** Extracted information follows **

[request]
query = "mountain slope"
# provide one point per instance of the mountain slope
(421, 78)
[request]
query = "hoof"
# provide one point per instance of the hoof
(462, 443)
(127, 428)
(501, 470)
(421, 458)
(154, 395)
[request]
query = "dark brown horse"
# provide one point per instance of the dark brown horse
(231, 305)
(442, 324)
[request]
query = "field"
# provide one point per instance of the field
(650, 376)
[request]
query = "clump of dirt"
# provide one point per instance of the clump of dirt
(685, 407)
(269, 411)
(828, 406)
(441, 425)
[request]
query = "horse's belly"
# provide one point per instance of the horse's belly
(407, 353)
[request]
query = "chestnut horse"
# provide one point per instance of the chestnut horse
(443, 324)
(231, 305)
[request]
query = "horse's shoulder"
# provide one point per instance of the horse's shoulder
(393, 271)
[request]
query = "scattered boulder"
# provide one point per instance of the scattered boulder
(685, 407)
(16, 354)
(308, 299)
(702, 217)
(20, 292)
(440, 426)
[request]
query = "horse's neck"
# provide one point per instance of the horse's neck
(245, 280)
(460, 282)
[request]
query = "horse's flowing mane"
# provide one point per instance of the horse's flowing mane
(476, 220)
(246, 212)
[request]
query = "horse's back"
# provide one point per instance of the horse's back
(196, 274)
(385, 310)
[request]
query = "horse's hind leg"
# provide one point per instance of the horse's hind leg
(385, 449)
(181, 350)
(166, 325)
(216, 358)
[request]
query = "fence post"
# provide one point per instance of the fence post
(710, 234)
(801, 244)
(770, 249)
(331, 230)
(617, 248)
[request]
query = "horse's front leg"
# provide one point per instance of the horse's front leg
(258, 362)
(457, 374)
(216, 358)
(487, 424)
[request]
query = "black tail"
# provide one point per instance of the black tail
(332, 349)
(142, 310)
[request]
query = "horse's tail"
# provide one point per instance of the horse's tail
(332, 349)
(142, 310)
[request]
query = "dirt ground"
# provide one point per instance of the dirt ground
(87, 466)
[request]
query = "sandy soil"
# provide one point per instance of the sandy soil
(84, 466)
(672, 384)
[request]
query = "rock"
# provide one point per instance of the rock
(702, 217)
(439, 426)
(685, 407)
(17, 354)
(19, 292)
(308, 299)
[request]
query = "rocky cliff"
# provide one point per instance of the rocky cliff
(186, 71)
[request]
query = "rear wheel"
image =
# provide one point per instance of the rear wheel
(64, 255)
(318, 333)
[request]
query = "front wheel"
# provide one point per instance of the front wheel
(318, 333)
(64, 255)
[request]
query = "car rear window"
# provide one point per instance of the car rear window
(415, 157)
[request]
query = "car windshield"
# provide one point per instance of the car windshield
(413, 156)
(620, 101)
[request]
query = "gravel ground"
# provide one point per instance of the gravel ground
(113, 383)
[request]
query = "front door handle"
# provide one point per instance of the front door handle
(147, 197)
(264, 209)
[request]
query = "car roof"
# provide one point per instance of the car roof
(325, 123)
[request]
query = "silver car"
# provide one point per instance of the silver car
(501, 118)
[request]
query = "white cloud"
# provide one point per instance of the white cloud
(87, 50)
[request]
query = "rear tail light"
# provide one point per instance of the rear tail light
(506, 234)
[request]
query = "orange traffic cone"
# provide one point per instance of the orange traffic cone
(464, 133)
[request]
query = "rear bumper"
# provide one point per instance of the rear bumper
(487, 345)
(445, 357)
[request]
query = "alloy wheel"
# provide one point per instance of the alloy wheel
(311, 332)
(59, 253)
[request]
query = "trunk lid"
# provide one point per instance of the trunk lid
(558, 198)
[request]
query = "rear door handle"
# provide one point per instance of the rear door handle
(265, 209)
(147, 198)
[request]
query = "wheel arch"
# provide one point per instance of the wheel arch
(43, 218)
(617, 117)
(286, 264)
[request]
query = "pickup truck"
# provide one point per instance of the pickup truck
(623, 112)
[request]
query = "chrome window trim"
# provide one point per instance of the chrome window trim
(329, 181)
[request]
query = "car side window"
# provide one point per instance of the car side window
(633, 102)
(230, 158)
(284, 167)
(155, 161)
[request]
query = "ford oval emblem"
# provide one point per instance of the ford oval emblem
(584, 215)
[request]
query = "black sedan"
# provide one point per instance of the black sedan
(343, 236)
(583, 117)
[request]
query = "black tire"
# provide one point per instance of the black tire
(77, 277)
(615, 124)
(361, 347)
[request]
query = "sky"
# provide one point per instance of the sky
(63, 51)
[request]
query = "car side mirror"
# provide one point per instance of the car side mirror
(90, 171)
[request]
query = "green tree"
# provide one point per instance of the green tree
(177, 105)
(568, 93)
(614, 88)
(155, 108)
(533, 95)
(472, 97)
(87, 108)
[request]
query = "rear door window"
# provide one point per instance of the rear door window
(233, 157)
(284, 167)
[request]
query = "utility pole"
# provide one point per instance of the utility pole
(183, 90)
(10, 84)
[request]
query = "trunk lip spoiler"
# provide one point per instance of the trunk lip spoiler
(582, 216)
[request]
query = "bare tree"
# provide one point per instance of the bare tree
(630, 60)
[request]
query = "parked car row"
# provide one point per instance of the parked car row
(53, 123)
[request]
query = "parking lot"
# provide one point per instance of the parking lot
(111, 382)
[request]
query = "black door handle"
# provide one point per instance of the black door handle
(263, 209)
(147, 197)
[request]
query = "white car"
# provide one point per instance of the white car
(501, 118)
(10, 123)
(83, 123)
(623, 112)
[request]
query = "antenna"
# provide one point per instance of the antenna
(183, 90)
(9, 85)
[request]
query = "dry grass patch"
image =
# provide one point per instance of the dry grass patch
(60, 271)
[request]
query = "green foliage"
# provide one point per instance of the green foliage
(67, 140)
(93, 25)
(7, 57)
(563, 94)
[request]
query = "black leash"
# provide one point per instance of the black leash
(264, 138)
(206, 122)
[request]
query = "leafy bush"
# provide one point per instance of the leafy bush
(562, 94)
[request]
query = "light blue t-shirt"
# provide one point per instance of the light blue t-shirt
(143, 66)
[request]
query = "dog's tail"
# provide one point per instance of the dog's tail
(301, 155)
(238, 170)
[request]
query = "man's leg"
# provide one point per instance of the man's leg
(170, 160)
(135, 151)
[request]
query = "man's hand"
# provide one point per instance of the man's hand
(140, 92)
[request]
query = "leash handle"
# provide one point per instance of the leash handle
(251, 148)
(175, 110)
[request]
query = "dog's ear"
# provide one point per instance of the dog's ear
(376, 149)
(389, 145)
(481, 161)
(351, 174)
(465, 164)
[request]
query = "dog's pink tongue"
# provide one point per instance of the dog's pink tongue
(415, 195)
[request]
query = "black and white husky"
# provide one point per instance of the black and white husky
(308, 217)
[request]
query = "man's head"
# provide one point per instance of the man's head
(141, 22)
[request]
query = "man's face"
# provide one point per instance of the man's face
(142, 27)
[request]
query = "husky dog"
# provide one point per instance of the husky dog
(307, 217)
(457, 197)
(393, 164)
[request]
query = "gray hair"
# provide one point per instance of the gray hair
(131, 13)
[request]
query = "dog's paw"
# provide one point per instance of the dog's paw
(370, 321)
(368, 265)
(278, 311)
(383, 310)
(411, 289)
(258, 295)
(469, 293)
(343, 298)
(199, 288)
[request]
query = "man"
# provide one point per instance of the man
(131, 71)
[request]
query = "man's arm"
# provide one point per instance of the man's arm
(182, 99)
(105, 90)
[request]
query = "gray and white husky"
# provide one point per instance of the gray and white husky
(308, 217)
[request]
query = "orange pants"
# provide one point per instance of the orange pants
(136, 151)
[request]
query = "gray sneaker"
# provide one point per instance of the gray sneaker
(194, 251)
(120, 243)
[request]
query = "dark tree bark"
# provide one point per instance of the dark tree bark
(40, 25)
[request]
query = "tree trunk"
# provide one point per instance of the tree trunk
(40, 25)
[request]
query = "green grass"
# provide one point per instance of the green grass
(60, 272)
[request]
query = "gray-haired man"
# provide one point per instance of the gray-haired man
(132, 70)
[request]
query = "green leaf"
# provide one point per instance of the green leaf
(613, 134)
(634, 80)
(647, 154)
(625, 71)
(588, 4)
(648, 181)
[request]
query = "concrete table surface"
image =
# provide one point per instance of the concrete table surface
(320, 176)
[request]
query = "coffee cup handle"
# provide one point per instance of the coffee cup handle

** End of Extracted information **

#### [Instructions to follow]
Each line that mentions the string "coffee" must be copied from the listing.

#### [Exercise response]
query = "coffee cup handle"
# provide one point per instance of the coffee cup handle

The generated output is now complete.